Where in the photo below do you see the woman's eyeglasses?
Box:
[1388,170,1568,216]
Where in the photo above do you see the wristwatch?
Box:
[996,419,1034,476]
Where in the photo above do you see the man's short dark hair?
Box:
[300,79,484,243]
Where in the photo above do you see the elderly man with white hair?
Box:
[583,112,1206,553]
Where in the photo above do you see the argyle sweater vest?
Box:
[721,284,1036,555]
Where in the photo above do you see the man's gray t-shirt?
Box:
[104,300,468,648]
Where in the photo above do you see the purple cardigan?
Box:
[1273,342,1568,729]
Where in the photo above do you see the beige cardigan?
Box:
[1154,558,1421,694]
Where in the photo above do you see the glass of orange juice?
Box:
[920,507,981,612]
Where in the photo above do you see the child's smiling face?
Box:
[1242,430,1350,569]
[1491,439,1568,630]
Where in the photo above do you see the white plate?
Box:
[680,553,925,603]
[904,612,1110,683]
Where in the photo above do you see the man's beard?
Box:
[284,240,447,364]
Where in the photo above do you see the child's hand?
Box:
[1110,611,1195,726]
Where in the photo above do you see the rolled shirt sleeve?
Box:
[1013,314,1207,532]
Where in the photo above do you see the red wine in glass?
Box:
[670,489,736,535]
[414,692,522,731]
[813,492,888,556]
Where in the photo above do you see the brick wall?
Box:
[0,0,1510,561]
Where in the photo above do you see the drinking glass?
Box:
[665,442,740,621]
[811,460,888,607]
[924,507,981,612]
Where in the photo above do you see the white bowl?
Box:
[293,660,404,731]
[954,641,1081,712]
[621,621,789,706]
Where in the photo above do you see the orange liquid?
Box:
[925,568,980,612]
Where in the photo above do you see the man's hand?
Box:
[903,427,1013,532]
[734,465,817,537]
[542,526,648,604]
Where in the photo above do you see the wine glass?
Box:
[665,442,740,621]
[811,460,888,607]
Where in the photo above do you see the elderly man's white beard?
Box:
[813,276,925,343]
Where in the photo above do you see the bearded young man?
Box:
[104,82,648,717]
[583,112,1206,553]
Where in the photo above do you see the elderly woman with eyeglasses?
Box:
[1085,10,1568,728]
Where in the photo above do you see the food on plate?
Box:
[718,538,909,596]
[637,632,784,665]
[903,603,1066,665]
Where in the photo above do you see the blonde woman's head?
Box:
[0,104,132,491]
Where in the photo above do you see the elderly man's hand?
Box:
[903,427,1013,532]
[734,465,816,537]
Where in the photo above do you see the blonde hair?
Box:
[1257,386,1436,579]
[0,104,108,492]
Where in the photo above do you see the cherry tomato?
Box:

GIVEN REQUEST:
Could you rewrite every one of the records above as a numbered list and leave out any blank lines?

ANSWER TO THIS TASK:
1. Where in the photo below do you see the woman's eyeglasses?
2. Box:
3. [1388,170,1568,216]
4. Where in the photo above do you see the wristwatch?
5. Box:
6. [996,419,1034,476]
7. Where in the photo above do you see the man's short dark hair?
8. Box:
9. [300,79,484,243]
10. Where in the photo above do you see the elderly man with white hair?
11. Box:
12. [583,112,1206,553]
13. Where in the photo above do you see the argyle sweater vest?
14. Box:
15. [721,284,1036,555]
16. Where in the photo above do you see the man's gray t-shirt?
17. Box:
18. [104,300,468,648]
19. Where in the photo above do you see the purple cardigan?
20. Box:
21. [1273,342,1568,729]
22. Where in the photo above do you see the beige cardigan?
23. Box:
24. [1154,558,1421,694]
25. Where in the photo above do you see the glass of orange juice?
26. Box:
27. [920,507,981,612]
28. Where in the photo above do you see the child's smiling face?
29. Box:
30. [1242,430,1350,569]
31. [1491,439,1568,630]
32. Where in the photo above do you see the white plate?
33. Box:
34. [680,553,925,603]
35. [904,612,1110,683]
36. Where in the photo above do you see the man's beard?
37. Box:
38. [284,240,447,364]
39. Where in the photo above do you see the child's hand?
40. Box:
41. [1110,611,1195,726]
42. Where in the photo above do you see the rolled shirt sleeve?
43. Box:
44. [1013,314,1207,532]
45. Where in the photo above do you see the red wine in glass?
46. Box:
47. [670,489,736,535]
48. [414,692,522,731]
49. [813,492,888,556]
50. Where in the photo above do you see the brick wall?
51. Box:
52. [0,0,1510,561]
53. Where in the photo above do you see the drinking glass?
54. Box:
55. [665,442,740,621]
56. [811,460,888,607]
57. [924,507,981,612]
58. Where in the photo above do you see the white bowl?
59. Box:
60. [293,660,404,731]
61. [954,641,1081,712]
62. [621,621,789,706]
63. Where in the photo above do you see the orange liquid?
64. Box:
65. [925,568,980,612]
66. Where in the photo above do you see the man's hand?
67. Box:
68. [903,427,1013,532]
69. [734,465,817,537]
70. [542,526,648,604]
71. Where in the photo above do you see the wine glass?
72. Box:
73. [665,442,740,621]
74. [811,460,888,607]
75. Where in the photo above do you see the elderly man's white beard?
76. Box:
77. [813,276,925,343]
78. Where in the photo above do you see the bearded young man?
79. Box:
80. [104,82,648,717]
81. [583,112,1206,553]
82. Where in the photo above do you see the elderly woman with eyeglasses?
83. Box:
84. [1085,10,1568,728]
85. Where in the photo above do you see the food on plate?
86. Box:
87. [718,538,909,596]
88. [637,632,784,665]
89. [903,603,1066,665]
90. Where in the photo above do you see the blonde woman's head?
91. Box:
92. [0,104,132,491]
93. Where in the photo above do you see the elderly man's hand?
94. Box:
95. [903,427,1013,532]
96. [734,465,816,537]
97. Where in the photo above do you see the blonde hair?
98. Box:
99. [1257,386,1436,579]
100. [0,104,108,492]
101. Where in the photo above do you see the cherry tomato?
102. Box:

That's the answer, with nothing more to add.